# [What to produce]
Transcribe the part of the records below that opens with the line containing "task: provide the mask of every instance of the buddha face" and closes with the line containing "M 152 115 L", including both of those lines, and give nothing else.

# [Data to process]
________________________________________

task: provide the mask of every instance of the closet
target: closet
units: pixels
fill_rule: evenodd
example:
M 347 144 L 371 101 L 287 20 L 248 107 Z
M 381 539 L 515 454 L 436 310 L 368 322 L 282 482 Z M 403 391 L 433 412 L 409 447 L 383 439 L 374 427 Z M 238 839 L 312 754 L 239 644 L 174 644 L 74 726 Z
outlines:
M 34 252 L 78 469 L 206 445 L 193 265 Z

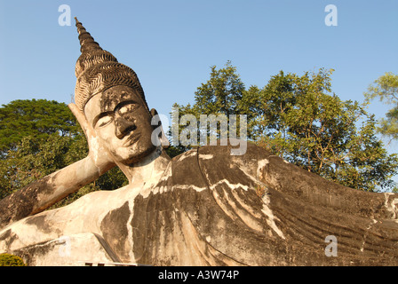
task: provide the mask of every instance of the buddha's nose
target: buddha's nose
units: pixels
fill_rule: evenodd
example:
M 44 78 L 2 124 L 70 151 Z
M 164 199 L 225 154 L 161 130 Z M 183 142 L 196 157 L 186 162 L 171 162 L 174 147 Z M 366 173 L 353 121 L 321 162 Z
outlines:
M 133 122 L 127 121 L 123 116 L 116 114 L 115 118 L 115 134 L 119 139 L 133 131 L 136 128 Z

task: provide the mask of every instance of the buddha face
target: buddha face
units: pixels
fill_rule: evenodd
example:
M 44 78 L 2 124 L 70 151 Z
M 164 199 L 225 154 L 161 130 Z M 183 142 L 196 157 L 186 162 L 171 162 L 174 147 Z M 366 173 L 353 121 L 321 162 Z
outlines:
M 152 115 L 131 87 L 114 86 L 93 96 L 84 114 L 116 163 L 137 162 L 155 149 Z

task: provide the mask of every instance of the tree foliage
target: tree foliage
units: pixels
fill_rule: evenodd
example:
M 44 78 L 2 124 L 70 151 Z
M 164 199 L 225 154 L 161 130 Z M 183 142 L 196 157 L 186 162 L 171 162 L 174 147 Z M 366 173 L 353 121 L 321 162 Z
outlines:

________________________________________

# [Result]
task: provide the mask of every instance of the buddha face
target: buddha face
units: pixels
fill_rule: evenodd
example:
M 44 78 L 2 124 L 70 151 Z
M 164 199 L 225 154 L 161 130 Z M 183 142 L 196 157 L 186 162 L 171 162 L 174 147 Z M 366 173 L 353 121 L 321 162 Z
outlines:
M 152 115 L 131 87 L 114 86 L 93 96 L 84 114 L 116 163 L 137 162 L 155 149 Z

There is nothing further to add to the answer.